+++ Task data

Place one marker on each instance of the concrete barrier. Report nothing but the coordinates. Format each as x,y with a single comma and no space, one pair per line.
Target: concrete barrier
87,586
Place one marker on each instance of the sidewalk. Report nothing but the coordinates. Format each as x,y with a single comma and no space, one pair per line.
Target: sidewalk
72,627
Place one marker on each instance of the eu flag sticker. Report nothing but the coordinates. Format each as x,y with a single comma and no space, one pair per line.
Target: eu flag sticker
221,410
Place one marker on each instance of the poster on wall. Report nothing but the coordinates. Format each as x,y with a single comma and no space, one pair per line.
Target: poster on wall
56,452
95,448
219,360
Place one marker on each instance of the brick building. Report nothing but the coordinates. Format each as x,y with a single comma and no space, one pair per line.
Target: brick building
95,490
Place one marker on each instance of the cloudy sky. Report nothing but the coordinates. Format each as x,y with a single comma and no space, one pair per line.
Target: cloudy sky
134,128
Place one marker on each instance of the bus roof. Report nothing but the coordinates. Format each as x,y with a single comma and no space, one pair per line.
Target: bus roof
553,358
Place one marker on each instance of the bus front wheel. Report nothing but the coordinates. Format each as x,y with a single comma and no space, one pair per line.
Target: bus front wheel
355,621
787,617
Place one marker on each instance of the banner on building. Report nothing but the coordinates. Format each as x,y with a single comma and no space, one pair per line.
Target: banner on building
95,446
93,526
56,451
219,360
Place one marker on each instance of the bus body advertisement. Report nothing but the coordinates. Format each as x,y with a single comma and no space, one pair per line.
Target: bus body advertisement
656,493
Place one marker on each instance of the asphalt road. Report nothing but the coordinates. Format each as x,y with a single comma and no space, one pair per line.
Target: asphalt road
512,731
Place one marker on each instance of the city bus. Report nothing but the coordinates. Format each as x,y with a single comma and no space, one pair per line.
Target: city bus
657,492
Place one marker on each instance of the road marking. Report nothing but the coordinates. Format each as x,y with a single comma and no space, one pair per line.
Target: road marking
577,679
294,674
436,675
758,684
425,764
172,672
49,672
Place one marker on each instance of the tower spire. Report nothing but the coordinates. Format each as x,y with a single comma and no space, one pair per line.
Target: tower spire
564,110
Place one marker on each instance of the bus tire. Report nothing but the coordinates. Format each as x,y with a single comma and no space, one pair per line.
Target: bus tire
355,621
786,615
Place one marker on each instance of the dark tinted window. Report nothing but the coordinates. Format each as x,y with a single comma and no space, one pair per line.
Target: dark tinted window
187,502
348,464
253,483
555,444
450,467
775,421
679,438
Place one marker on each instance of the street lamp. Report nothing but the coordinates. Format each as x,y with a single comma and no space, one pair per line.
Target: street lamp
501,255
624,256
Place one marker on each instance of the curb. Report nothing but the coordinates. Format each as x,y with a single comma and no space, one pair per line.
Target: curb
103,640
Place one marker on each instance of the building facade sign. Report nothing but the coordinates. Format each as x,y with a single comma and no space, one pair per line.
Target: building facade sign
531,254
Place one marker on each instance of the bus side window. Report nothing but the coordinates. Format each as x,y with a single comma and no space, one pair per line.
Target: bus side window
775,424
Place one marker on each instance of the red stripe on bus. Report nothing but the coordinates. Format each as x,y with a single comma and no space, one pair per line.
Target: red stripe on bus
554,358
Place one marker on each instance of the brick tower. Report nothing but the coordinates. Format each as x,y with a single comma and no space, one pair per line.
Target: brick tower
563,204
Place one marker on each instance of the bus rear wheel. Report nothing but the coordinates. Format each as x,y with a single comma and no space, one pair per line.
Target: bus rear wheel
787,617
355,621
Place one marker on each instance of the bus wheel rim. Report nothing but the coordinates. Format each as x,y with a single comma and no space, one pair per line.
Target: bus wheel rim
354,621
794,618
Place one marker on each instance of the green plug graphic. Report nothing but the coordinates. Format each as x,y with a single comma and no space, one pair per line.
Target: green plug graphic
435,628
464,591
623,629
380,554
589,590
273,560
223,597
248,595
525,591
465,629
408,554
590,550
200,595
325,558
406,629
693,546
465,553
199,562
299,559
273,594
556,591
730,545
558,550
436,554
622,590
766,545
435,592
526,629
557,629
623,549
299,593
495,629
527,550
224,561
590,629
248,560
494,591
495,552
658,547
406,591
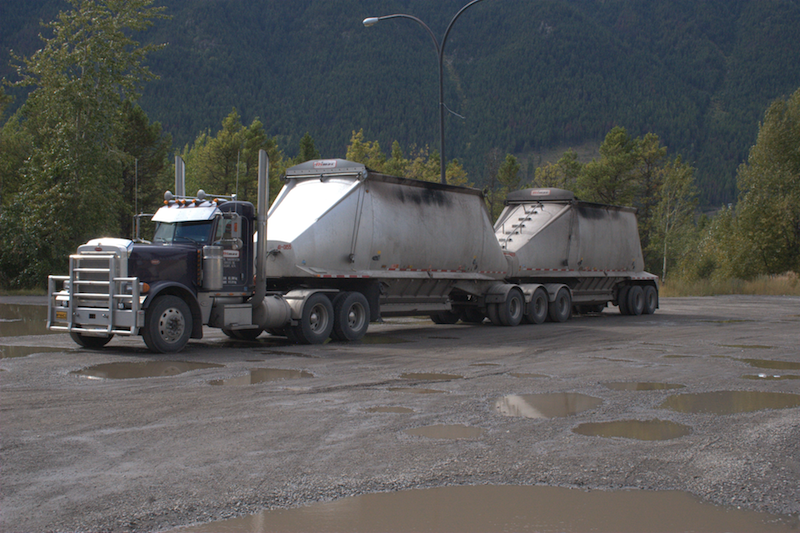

++++++

Task directions. You are asked to output the records precisely as they appear, minus any pictures.

Answer to this task.
Place one marker on each instance of the concrete barrier. Report nothing but the coordinates. Format each as x,y with a single comma and no space, one pair per line.
Target: concrete barrier
87,586
Place one marker on each instance of the sidewalk. Report nothing but the coordinates. Format each as x,y with a single comma and no space, one pair per line.
Target: sidewalk
72,627
Place one marker on each instance of the eu flag sticker. Report nothing but the coordinates. Format each as x,y with a single comma and no space, one pair per line.
Target: eu flag sticker
221,410
Place one marker on each instance of the poster on wall. Report nothing but the coordinates. Format each as x,y with a single comma and no space, one pair per line.
Target: poster on wall
56,452
95,448
219,360
Place one marker on each instance of the brick building. Report nothing but the coordinates. Format each as x,y with a single comma and no space, one pair per line.
Target: brick building
95,490
Place one marker on each instance of the cloudy sky. Report nothing but the coordinates. Format each as x,y with a single comma and no space, one pair per line.
Target: cloudy sky
134,128
Place one marker on each instance of the bus roof. Report nothing but the coordinates. Format each as x,y with a single comma and no space, one pair per line.
Target: bus roof
553,358
Place one marker on each instance of the bus front wheel. Report nothing but the coordinates. Format each as x,y with a single comma and no space, one pair per line.
Target: bus front wheel
355,621
787,617
Place one marker on each instance of the banner on building. Report nothing but the coordinates. Format each as x,y with a single comma and no space, one pair per line.
Target: banner on building
95,446
93,526
56,451
219,360
Place one marker on each instance of the bus body advertisement. Report nothing but the coordinates. Format each as x,y with a single comma and no space, one pair per line.
Target: bus body advertisement
656,493
Place one marker on each instance of the asphalt road. Report nothing but the coordinates. Format each as x,y with a single comma and no space, one pair per line.
Target: asphalt road
512,731
Place one marker on each instance of the city bus. Report nothing but the coordinates. Format each as x,y with a single comma and no space, one pair per line.
Target: city bus
657,492
Place one marker on each instance of the road marking. Report nothing but the coordinates. Format each as x,y with a single comma and no space, one pair per line.
Target: road marking
577,679
294,674
436,675
758,684
425,764
172,672
49,672
Place one marker on each instance of the tower spire. Report nothing but the coordinates. Format each as x,y with a single comma and no space, one pair per line.
Target: tower spire
564,110
Place one marker on each instance of the bus tire. Report nothing but the coordinates. Format each as x,y with a single comma and no space, one pair per line.
Target: bus tire
355,621
786,615
Place one marker on each instance of the dark tinted window. Report nothing but the coordinates. Format each as x,y with a single comma and no space, one pair per line.
Target: dark tinted window
187,502
348,464
253,483
555,444
450,467
775,421
679,438
Place one marker on each instance of the street lamp. Report nothing but the coordinates. Format each as x,y with a single comma and no space, one pair per line.
Target: street lamp
501,255
624,256
Place one marker on each instance of the curb. Report nothing but the coordinates. Format each as x,y with a single comma and no space, one pair per line.
Target: curb
103,640
Place one marker on each instance of the building facade sign. Report nothing but the coordinates. Format each as x,y with a single comma and no space, one pair per line.
Target: building facade sign
531,254
Place one marker on each instance of the bus side window. Report nothing but the coordinates. Format each as x,y with a single comma and no space, one pair per line.
Target: bus side window
775,424
Place one marker on each instance of the red stripe on bus. Report nothing but the coordinates. Format each as x,y with a single comma and no space, one pair per line.
Target: red stripe on bus
554,358
Place one marker on each instance of the brick tower. Report nothing but the coordinates. Format each as x,y with a single comma and no space, one pair per line.
Target: brick tower
563,204
Place one marker on each instance of the bus rear wheel. Report nothing but the coordinates. Format each as x,y with a single comma and no space, one pair per line.
Target: bus rear wheel
787,617
355,621
Place one marker on each instance of the bus wheel rim. Report nothing but the coordinates. Format each as x,y with a single comma and no space, one pair per line.
Target: bus wheel rim
354,621
794,618
Place one marker on each instance of the green plug graphic. Report nothing but the coordinates. Format each as x,y with a single comma and no space, one pair per line.
Target: green plug graphic
435,628
464,591
623,629
380,554
589,590
273,560
223,597
248,595
525,591
465,629
408,554
590,550
200,595
325,558
406,629
693,546
465,553
199,562
299,559
273,594
556,591
730,545
558,550
436,554
622,590
766,545
435,592
526,629
557,629
623,549
299,593
495,629
527,550
224,561
590,629
248,560
494,591
495,552
658,547
406,591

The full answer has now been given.